====== Kaynak metin ======

Netflix’in The Witcher dizisinin ikinci sezonunun yayınlanmasını takip eden üçüncü günde, ben de yeni sezonun üçüncü bölümünü sizlerle birlikte incelemek için hazır durumdayım. Tamam, bu yazının başına oturana kadar sezonu birkaç kez izleme imkânı bulmamın da bu hazır bulunurlukla bayağı yakından ilişkisi var fakat konumuz bu değil! Konumuz daha çok, ismi “Kaybedilenler” olan üçüncü bölümü, tutabildiğimiz yerlerden çekiştirmeyi içeriyor.
Bölüme geçmeden hemen öncesinde, uyarılarımı yinelemeliyim. Bildiğiniz ya da ilk defa bu yazıyla bu sayfalara denk geliyorsanız bilmeniz gerektiği üzere, Netflix tüm bölümleri aynı anda seyirciye sunsa da ben bir The Witcher sevdalısı olarak bölümleri ayrı ayrı ve olabildiğince kitaplarla karşılaştırarak değerlendirmeyi tercih ediyorum. Bu tercihin bir sonucu olarak okumakta olduğunuz bu yazıda The Witcher dizisi ve kitapları hakkında spoilerlar bulunacaktır. Ancak yine bu tercihin bir sonucu olarak spoilerlar da yine sadece ilgili bölümle sınırlanacak; ben de sadece buraya kadar olanları biliyor gibi davranacağımdır. Dolayısıyla henüz diziyi tamamlamadıysanız, endişelenmenize gerek yoktur. Oh, bir uyarıyı daha kazasız belasız atlattık!

====== Malzeme ======

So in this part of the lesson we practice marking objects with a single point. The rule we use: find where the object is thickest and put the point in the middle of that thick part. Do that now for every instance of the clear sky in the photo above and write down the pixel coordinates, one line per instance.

======

### Görev
The Witcher incelemesinden "Bölüme geçmeden hemen" sözlerinden başlayıp "kazasız belasız atlattık!" sözlerine kadar uzanan kısmın tamamını hiçbir değişiklik yapmadan alıntılayın.

### Tam çıktı
Bölüme geçmeden hemen öncesinde, uyarılarımı yinelemeliyim. Bildiğiniz ya da ilk defa bu yazıyla bu sayfalara denk geliyorsanız bilmeniz gerektiği üzere, Netflix tüm bölümleri aynı anda seyirciye sunsa da ben bir The Witcher sevdalısı olarak bölümleri ayrı ayrı ve olabildiğince kitaplarla karşılaştırarak değerlendirmeyi tercih ediyorum. Bu tercihin bir sonucu olarak okumakta olduğunuz bu yazıda The Witcher dizisi ve kitapları hakkında spoilerlar bulunacaktır. Ancak yine bu tercihin bir sonucu olarak spoilerlar da yine sadece ilgili bölümle sınırlanacak; ben de sadece buraya kadar olanları biliyor gibi davranacağımdır. Dolayısıyla henüz diziyi tamamlamadıysanız, endişelenmenize gerek yoktur. Oh, bir uyarıyı daha kazasız belasız atlattık!